WHAT IS BEING ASKED - From the first line to the last, output the records exactly and drop any images.
※
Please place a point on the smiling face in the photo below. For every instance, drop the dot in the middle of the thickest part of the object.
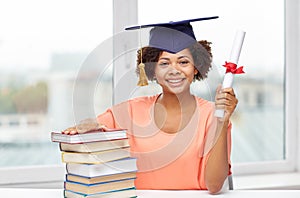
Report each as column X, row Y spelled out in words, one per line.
column 175, row 72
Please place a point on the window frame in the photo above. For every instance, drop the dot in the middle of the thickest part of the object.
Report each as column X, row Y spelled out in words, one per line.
column 38, row 174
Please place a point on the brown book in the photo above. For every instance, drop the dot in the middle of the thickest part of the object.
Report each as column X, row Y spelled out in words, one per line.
column 126, row 193
column 95, row 157
column 105, row 178
column 94, row 146
column 103, row 169
column 91, row 136
column 99, row 187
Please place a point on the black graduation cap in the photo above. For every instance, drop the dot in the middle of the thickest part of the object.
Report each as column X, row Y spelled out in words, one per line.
column 173, row 36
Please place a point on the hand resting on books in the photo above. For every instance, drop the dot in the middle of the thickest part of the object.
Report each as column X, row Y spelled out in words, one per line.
column 84, row 126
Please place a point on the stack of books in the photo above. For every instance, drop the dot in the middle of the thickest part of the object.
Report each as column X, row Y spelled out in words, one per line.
column 98, row 164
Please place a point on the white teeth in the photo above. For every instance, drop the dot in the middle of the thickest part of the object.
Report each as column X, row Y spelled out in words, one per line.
column 175, row 81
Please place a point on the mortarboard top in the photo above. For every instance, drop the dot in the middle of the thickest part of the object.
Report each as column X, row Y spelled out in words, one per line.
column 172, row 36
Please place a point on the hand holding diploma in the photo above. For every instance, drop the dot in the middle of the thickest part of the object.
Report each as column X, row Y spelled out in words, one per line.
column 231, row 65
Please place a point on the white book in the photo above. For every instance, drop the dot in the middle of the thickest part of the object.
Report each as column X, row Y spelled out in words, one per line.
column 95, row 157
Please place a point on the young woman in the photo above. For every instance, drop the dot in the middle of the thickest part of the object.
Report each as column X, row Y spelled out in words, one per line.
column 177, row 140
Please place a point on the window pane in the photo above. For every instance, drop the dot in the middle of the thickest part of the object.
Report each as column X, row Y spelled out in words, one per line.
column 43, row 45
column 258, row 123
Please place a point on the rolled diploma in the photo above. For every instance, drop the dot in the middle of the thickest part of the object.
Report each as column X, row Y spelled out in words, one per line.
column 234, row 58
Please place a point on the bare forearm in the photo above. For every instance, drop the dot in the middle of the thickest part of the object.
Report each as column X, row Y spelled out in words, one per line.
column 216, row 170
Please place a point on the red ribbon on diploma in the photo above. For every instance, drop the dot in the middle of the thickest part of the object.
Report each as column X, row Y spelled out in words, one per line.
column 232, row 68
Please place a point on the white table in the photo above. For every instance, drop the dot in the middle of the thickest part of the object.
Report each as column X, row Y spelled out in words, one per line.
column 58, row 193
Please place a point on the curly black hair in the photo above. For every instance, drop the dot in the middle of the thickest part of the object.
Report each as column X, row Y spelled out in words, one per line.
column 201, row 52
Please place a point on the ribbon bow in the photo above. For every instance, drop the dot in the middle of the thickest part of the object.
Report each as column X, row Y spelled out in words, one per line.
※
SOLUTION FOR THIS TASK -
Please place a point on the smiling face in the photo below. For every instance, drop the dot in the middle of the thickest part of the object.
Report each as column X, row Y spelled out in words, one per line.
column 175, row 72
Please place a point on the window frame in the photo above. For every instance, drop the dot in the middle of the thickest part of the object.
Report each as column X, row Y spelled out in words, one per line.
column 38, row 174
Please place a point on the brown book in the photo above. For every instance, drop the dot in the middle of the thickest part of the object.
Report each as column X, row Y spelled out in words, one per line.
column 126, row 193
column 95, row 157
column 105, row 178
column 94, row 146
column 103, row 169
column 91, row 136
column 99, row 187
Please place a point on the black graduation cap in the photo above. For every instance, drop the dot in the middle of the thickest part of the object.
Report each as column X, row Y spelled out in words, one per line.
column 173, row 36
Please place a point on the hand resting on books in the photo above. For every instance, drop the dot in the middle of the thickest part of the object.
Report each as column X, row Y spelled out in words, one per line.
column 84, row 126
Please place a point on the stack of books in the photo above. For every instance, drop the dot in the middle of the thickest part of the object.
Report each as column X, row Y spelled out in words, one per line.
column 98, row 164
Please place a point on the white teeth in the photo above. For every instance, drop the dot in the middle of the thickest part of the object.
Report each as column X, row Y spelled out in words, one per line.
column 175, row 81
Please place a point on the mortarboard top in the photo above. For every instance, drop the dot in the middle of the thickest part of the object.
Report each as column X, row Y spelled out in words, one per line.
column 172, row 36
Please place a point on the hand holding diploma in the photo above. For every instance, drop the dot in the middle of the thickest part of the object.
Report each as column X, row Y spelled out in words, one per line.
column 231, row 65
Please place a point on the white book in the photo above. For every instance, drop the dot in the middle of the thickest part of the object.
Report each as column X, row Y spelled out in words, one per line.
column 95, row 157
Please place a point on the young woman in the photo above. For every instance, drop the dot in the middle of the thickest part of the object.
Report each as column X, row Y spelled out in words, one per line.
column 177, row 140
Please place a point on the window pane in the photo above. For every instance, drop the dot in the middle of the thickest part of the object.
Report each as column X, row Y spelled out in words, one per line.
column 43, row 45
column 258, row 123
Please place a point on the rolled diploma in the photo above. For every instance, drop the dot in the middle of the thickest part of the object.
Report each as column X, row Y spelled out in words, one per line.
column 234, row 58
Please place a point on the bare forearm in the photo above. For every instance, drop the dot in the middle of the thickest part of the object.
Report each as column X, row Y spelled out in words, one per line.
column 216, row 170
Please place a point on the red ribbon on diploma in the photo above. For every instance, drop the dot in the middle of the thickest part of the object.
Report each as column X, row Y spelled out in words, one per line.
column 232, row 68
Please place a point on the white table in the photo above. For every instance, drop the dot in the middle of the thickest part of the object.
Report each as column X, row Y spelled out in words, one per line.
column 58, row 193
Please place a point on the curly black hair in the photo above. For every instance, drop the dot in the middle of the thickest part of the object.
Report each as column X, row Y spelled out in words, one per line.
column 201, row 52
Please place a point on the ribbon bow in the photo above. For every instance, drop the dot in the middle of the thickest part of the object.
Report each as column X, row Y spelled out in words, one per line.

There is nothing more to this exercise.